= Beginning of Section =
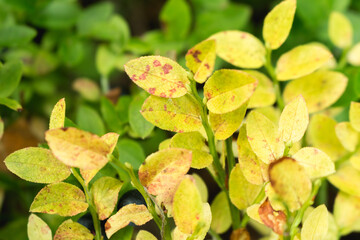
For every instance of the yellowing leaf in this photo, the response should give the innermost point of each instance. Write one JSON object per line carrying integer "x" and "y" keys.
{"x": 319, "y": 89}
{"x": 242, "y": 193}
{"x": 224, "y": 125}
{"x": 301, "y": 61}
{"x": 70, "y": 230}
{"x": 239, "y": 48}
{"x": 57, "y": 117}
{"x": 227, "y": 89}
{"x": 321, "y": 134}
{"x": 315, "y": 162}
{"x": 105, "y": 195}
{"x": 178, "y": 115}
{"x": 290, "y": 182}
{"x": 264, "y": 137}
{"x": 201, "y": 60}
{"x": 340, "y": 30}
{"x": 137, "y": 214}
{"x": 37, "y": 165}
{"x": 264, "y": 94}
{"x": 316, "y": 224}
{"x": 220, "y": 212}
{"x": 278, "y": 22}
{"x": 61, "y": 198}
{"x": 159, "y": 76}
{"x": 37, "y": 229}
{"x": 294, "y": 120}
{"x": 77, "y": 148}
{"x": 195, "y": 142}
{"x": 354, "y": 115}
{"x": 187, "y": 206}
{"x": 347, "y": 135}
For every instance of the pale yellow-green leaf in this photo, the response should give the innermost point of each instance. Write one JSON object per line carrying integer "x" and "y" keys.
{"x": 61, "y": 198}
{"x": 290, "y": 181}
{"x": 316, "y": 224}
{"x": 239, "y": 48}
{"x": 340, "y": 30}
{"x": 228, "y": 89}
{"x": 37, "y": 229}
{"x": 353, "y": 56}
{"x": 319, "y": 89}
{"x": 294, "y": 120}
{"x": 264, "y": 137}
{"x": 195, "y": 142}
{"x": 264, "y": 94}
{"x": 187, "y": 206}
{"x": 105, "y": 195}
{"x": 301, "y": 61}
{"x": 278, "y": 22}
{"x": 221, "y": 214}
{"x": 224, "y": 125}
{"x": 178, "y": 115}
{"x": 347, "y": 135}
{"x": 137, "y": 214}
{"x": 321, "y": 134}
{"x": 201, "y": 60}
{"x": 354, "y": 115}
{"x": 315, "y": 162}
{"x": 70, "y": 230}
{"x": 37, "y": 165}
{"x": 77, "y": 148}
{"x": 159, "y": 76}
{"x": 57, "y": 117}
{"x": 242, "y": 193}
= End of Section =
- **Action item**:
A faithful, word-for-word copy of the records above, pictures left out, is the answer.

- **Your solution**:
For every instance of the yellowing leaf in this photo, the response should give the innermost point of each instance. Write one JSON object per line carrying integer "x" and "y" keys.
{"x": 319, "y": 89}
{"x": 242, "y": 193}
{"x": 224, "y": 125}
{"x": 301, "y": 61}
{"x": 70, "y": 230}
{"x": 239, "y": 48}
{"x": 57, "y": 117}
{"x": 227, "y": 89}
{"x": 321, "y": 134}
{"x": 315, "y": 162}
{"x": 105, "y": 195}
{"x": 178, "y": 115}
{"x": 290, "y": 182}
{"x": 264, "y": 137}
{"x": 201, "y": 60}
{"x": 340, "y": 30}
{"x": 137, "y": 214}
{"x": 37, "y": 165}
{"x": 264, "y": 94}
{"x": 316, "y": 224}
{"x": 220, "y": 212}
{"x": 278, "y": 22}
{"x": 61, "y": 198}
{"x": 159, "y": 76}
{"x": 37, "y": 229}
{"x": 294, "y": 120}
{"x": 77, "y": 148}
{"x": 195, "y": 142}
{"x": 354, "y": 115}
{"x": 187, "y": 206}
{"x": 347, "y": 135}
For every instance of the pale yellow-green leaf in this photo, the response should give the innermost point of each instance. Write one JSON object per line carrying integer "x" and "y" keys.
{"x": 61, "y": 198}
{"x": 290, "y": 181}
{"x": 316, "y": 224}
{"x": 239, "y": 48}
{"x": 340, "y": 30}
{"x": 228, "y": 89}
{"x": 37, "y": 229}
{"x": 353, "y": 56}
{"x": 319, "y": 89}
{"x": 294, "y": 120}
{"x": 264, "y": 137}
{"x": 195, "y": 142}
{"x": 264, "y": 94}
{"x": 187, "y": 206}
{"x": 105, "y": 195}
{"x": 301, "y": 61}
{"x": 278, "y": 22}
{"x": 221, "y": 214}
{"x": 224, "y": 125}
{"x": 178, "y": 115}
{"x": 347, "y": 135}
{"x": 137, "y": 214}
{"x": 321, "y": 134}
{"x": 201, "y": 60}
{"x": 354, "y": 115}
{"x": 315, "y": 162}
{"x": 70, "y": 230}
{"x": 37, "y": 165}
{"x": 77, "y": 148}
{"x": 159, "y": 76}
{"x": 57, "y": 117}
{"x": 242, "y": 193}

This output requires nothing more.